## Task goal
Emit the entire listing verbatim.

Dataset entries
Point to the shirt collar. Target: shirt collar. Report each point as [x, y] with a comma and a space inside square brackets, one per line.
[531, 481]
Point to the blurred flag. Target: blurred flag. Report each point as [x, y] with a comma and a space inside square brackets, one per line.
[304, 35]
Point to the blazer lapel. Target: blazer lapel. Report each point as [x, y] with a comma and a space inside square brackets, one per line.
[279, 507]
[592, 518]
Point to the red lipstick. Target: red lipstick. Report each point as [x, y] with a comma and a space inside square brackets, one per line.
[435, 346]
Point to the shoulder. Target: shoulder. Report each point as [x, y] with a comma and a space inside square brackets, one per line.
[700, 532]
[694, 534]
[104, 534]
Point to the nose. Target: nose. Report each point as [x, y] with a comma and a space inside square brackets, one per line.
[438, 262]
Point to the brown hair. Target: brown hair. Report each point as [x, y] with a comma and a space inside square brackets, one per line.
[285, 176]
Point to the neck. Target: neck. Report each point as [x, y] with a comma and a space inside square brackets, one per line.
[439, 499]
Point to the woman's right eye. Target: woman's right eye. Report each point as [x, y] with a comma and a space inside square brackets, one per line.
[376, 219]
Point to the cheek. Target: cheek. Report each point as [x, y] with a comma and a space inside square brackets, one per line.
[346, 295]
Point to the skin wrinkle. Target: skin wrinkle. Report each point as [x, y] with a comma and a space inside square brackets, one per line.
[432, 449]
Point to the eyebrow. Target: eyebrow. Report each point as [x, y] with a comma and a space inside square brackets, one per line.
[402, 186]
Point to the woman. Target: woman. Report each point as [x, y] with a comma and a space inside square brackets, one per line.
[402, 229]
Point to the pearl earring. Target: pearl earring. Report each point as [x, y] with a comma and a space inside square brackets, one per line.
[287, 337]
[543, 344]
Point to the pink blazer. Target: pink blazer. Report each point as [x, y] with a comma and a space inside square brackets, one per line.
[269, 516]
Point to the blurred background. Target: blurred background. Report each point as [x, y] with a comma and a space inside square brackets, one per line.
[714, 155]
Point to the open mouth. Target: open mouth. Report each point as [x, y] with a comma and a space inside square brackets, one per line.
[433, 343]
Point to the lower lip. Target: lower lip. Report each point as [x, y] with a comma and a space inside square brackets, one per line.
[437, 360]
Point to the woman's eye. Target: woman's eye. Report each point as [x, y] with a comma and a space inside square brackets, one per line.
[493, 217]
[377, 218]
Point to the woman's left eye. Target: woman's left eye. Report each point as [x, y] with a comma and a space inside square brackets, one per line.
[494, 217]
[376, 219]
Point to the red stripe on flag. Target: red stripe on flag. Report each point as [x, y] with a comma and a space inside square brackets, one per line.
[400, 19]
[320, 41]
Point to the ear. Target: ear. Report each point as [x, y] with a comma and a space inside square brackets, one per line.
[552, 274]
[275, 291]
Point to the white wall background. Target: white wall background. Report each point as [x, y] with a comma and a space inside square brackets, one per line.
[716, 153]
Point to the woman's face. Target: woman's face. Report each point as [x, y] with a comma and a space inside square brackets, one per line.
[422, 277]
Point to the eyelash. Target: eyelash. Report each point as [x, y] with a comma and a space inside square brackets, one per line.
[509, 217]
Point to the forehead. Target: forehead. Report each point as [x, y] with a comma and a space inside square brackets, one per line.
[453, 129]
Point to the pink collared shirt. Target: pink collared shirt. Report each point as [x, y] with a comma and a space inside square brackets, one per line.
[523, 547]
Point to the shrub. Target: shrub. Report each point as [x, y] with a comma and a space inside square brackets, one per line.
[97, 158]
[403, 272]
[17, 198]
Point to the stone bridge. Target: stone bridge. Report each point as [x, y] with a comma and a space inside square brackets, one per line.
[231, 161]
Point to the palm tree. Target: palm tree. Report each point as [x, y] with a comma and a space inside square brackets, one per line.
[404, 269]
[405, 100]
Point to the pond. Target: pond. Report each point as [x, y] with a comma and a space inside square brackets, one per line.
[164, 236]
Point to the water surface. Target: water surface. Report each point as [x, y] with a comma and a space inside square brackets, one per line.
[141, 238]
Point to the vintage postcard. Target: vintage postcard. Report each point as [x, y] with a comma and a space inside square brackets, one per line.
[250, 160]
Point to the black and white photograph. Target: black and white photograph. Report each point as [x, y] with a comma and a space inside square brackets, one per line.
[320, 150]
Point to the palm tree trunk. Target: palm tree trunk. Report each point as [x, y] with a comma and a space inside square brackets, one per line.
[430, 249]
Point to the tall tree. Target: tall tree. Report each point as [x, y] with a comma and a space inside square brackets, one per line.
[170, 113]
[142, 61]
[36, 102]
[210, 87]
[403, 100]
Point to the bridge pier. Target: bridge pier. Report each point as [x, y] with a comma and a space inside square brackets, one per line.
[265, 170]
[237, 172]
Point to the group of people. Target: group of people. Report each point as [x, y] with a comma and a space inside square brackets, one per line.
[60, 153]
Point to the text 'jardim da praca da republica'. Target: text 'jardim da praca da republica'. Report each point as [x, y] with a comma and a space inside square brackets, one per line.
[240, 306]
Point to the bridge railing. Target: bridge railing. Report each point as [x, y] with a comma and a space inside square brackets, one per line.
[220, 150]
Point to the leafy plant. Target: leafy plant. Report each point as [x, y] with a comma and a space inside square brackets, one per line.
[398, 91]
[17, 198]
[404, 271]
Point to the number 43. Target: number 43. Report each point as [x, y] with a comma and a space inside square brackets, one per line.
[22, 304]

## Reply
Point to the shirt collar. Target: shirt collar. Report each point as [x, y] with a comma and a space inside square brackets, one per line.
[531, 481]
Point to the blurred flag. Target: blurred flag. Report each point as [x, y] with a comma and a space inside square brackets, one per line.
[304, 35]
Point to the blazer lapel. Target: blazer lapel. Report each point as [x, y] with a comma and a space inside square brackets, one per line.
[279, 507]
[592, 518]
Point to the red lipstick. Target: red lipstick. Report each point as [x, y] with a comma and a space inside square brackets, one per line.
[435, 346]
Point to the shoulder. Target: shoulder. Report each point as [x, y] with a comma and a space inside square brackets, one per line.
[700, 532]
[694, 534]
[104, 534]
Point to the nose. Target: nose. Report each point as [x, y] with a comma and a space inside square brackets, one per line.
[438, 262]
Point to the brown hair. Target: brown hair. Report each point as [x, y] with a comma and a space inside square brackets, one per line.
[285, 176]
Point to the neck. Target: neck. Report each point as [x, y] with a comma and a space inside square brackets, one per line.
[439, 499]
Point to the woman's right eye. Target: woman's right eye. Report each point as [x, y] with a comma and a space inside square brackets, one per line.
[376, 219]
Point to the cheek. Target: cheek. Report each point as [x, y] with a comma and a space inside square brackets, one per line.
[346, 295]
Point to the skin wrinkle. Target: skin wrinkle. Report each point as [x, y] with a comma and a space inside square brackets, one per line.
[432, 449]
Point to the eyebrow. Target: eyebrow. Report each point as [x, y] with a comma and a space inside square brackets, one per line.
[402, 186]
Point to the woman. Target: woman. Report each point as [x, y] with a comma and a space inside square brackets, one per line.
[402, 229]
Point to the pearl earring. Target: pearl earring. Report each point as [x, y] with a comma and a space inside square brackets, one per line.
[287, 337]
[543, 344]
Point to the pink blazer. Target: pink blazer. Report each point as [x, y] with a comma and a space inside square brackets, one per line.
[269, 516]
Point to the blurred background. Target: blurred background. Report each point as [x, y] with a comma and a space inside square brackets, one per line.
[714, 155]
Point to the open mouth. Target: open mouth. Report each point as [x, y] with a comma and a space inside square brackets, one per line.
[433, 343]
Point to the lower lip. Target: lower lip. Report each point as [x, y] with a comma and a space inside square brackets, one per line.
[437, 360]
Point to the woman's eye. Target: woman's eye. Report each point as [x, y] with a comma and a space inside square brackets, one per line.
[493, 217]
[377, 218]
Point to the woman's left eye. Target: woman's left eye. Report each point as [x, y] with a comma and a space inside square brackets, one per line.
[494, 217]
[376, 219]
Point to the red stripe on flag. Target: red stripe on flag. Report each point as [x, y] with a comma and a space inside square brackets, one per line.
[400, 19]
[320, 41]
Point to the ear. Target: ear. Report each point as [x, y] with a comma and a space inside square brackets, one per line.
[552, 274]
[275, 291]
Point to the white wall background. Target: white wall background. Report each point as [x, y] with a comma and a space inside square brackets, one per line.
[716, 153]
Point to the woman's face. Target: woman's face. Report each point as [x, y] with a comma and a space inside square brackets, one per line.
[422, 277]
Point to the eyelash. Target: eyelash. Report each point as [x, y] with a comma and a space inside square brackets, one per line.
[509, 217]
Point to the forehead. Target: forehead. Report each point as [x, y] with a comma and a space inside square brackets, one per line.
[453, 129]
Point to the pink collared shirt. Target: pink collared shirt. Report each point as [x, y] with a comma and a space inside square brackets, one per line.
[523, 547]
Point to the shrub. Target: shrub. Report each point as [x, y] with a comma and a space inside square brackets, one per line.
[97, 158]
[403, 272]
[17, 198]
Point to the stone bridge. Target: stone bridge. Report each point as [x, y] with a comma and a space inside square brackets, one per line.
[231, 161]
Point to the palm tree. Target: palm tree. Report each point as [x, y] with a comma and a space inside square brackets, one per line.
[404, 269]
[405, 100]
Point to the pond. Target: pond. Report each point as [x, y] with a comma and a space inside square brackets, one per line.
[164, 236]
Point to the water surface. Target: water surface. Report each point as [x, y] with a comma and a space inside square brackets, one per line.
[141, 238]
Point to the vintage postcard. Target: vintage postcard. Report each point as [x, y] with a comma and a space inside square brackets, one per line.
[250, 160]
Point to the black and white photograph. Target: black and white photograph. Report each point as [x, y] with a comma and a space inside square brackets, one per line.
[320, 150]
Point to the palm tree trunk. Target: palm tree trunk. Report each point as [x, y] with a comma and a space inside square brackets, one per line.
[430, 249]
Point to the tall tree. Target: tall tree. Report each point as [x, y] with a comma and a space inside square brackets, one per line.
[170, 113]
[142, 61]
[36, 102]
[210, 87]
[403, 100]
Point to the bridge pier. Target: bridge pier. Report each point as [x, y] with a comma and a space inside square brackets, one per line.
[265, 170]
[237, 172]
Point to the group of people. Target: group of people. Report each point as [x, y] with a comma and a space inside square brackets, one per line.
[60, 153]
Point to the text 'jardim da praca da republica'. Target: text 'jardim da praca da republica'. Report each point as [x, y] with a comma and a space inside square brackets, one per line.
[240, 306]
Point to the bridge railing. Target: bridge railing. Report each point as [x, y] with a comma and a space inside square brackets, one per line.
[220, 150]
Point to the leafy plant. Target: leafy plant. Report each point as [x, y] with a comma and a space inside square brackets, one per line.
[398, 91]
[17, 198]
[404, 271]
Point to the number 43. Target: number 43. Report each point as [x, y] with a comma and a space inside square brackets, one per line.
[22, 304]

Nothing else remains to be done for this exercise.